**What to produce:** Reproduce the lines exactly, from the line that contains "A rule for this batch: each instance of the purple petal" up to and including the line that contains "column 503, row 621".

**Data excerpts:**
☆ ☆ ☆ ☆ ☆ ☆ ☆
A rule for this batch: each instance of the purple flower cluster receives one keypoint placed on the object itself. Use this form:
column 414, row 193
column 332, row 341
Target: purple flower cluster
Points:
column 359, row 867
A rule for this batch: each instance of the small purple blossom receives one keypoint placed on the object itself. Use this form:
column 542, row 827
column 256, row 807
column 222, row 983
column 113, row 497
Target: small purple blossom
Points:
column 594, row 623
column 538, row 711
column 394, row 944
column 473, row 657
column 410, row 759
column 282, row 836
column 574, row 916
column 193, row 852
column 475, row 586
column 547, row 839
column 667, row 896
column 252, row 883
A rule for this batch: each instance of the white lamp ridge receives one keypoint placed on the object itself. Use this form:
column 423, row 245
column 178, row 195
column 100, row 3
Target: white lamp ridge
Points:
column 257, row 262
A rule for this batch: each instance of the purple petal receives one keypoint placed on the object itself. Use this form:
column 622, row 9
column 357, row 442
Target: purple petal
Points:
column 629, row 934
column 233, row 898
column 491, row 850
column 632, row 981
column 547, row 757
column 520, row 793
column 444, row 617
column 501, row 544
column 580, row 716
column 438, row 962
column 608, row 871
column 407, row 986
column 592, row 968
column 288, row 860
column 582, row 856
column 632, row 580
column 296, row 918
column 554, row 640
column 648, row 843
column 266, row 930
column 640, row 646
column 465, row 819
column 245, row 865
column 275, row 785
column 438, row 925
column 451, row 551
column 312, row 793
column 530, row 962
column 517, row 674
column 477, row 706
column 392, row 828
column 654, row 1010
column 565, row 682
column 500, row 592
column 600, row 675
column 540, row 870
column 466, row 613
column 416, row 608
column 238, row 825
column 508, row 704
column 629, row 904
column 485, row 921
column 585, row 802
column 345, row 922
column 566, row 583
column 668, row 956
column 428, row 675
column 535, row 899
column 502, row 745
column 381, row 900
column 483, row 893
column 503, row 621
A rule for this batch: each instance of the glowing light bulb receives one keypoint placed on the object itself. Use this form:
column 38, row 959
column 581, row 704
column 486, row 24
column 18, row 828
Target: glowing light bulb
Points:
☆ ☆ ☆ ☆ ☆ ☆ ☆
**Solution for this exercise:**
A rule for this batch: each instance of the purple petal receives one keypoint placed on the object itself. Use this form:
column 622, row 9
column 357, row 442
Target: purple petal
Points:
column 629, row 934
column 233, row 898
column 491, row 850
column 632, row 981
column 547, row 757
column 520, row 793
column 444, row 617
column 501, row 544
column 580, row 716
column 438, row 962
column 608, row 871
column 407, row 986
column 592, row 968
column 288, row 860
column 582, row 856
column 632, row 580
column 296, row 918
column 554, row 640
column 648, row 843
column 266, row 930
column 640, row 646
column 465, row 819
column 245, row 865
column 275, row 785
column 438, row 925
column 451, row 551
column 312, row 793
column 530, row 962
column 517, row 674
column 477, row 706
column 392, row 828
column 654, row 1010
column 565, row 682
column 500, row 592
column 600, row 675
column 540, row 870
column 466, row 613
column 416, row 608
column 238, row 825
column 508, row 704
column 629, row 904
column 485, row 921
column 585, row 802
column 345, row 922
column 566, row 583
column 668, row 956
column 428, row 675
column 535, row 899
column 502, row 745
column 381, row 900
column 483, row 893
column 503, row 621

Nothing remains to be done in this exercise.